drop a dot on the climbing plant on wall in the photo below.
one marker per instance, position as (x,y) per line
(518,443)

--

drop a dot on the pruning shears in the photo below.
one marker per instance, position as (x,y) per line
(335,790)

---

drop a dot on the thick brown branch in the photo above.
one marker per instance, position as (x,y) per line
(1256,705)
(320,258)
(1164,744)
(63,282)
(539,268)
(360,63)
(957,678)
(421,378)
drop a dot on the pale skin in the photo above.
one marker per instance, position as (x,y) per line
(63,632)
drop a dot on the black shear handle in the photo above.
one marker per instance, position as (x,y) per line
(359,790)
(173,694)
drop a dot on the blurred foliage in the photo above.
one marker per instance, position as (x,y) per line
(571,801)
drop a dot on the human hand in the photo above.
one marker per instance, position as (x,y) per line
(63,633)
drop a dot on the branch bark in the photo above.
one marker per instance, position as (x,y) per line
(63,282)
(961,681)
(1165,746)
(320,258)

**Task**
Which lines in the records above contain the word "below"? Copy each of them, and treat uppercase and lowercase as different.

**Reply to the exercise**
drop a dot on the climbing plant on wall in the photo below.
drop a dot on the pruning shears in the photo below.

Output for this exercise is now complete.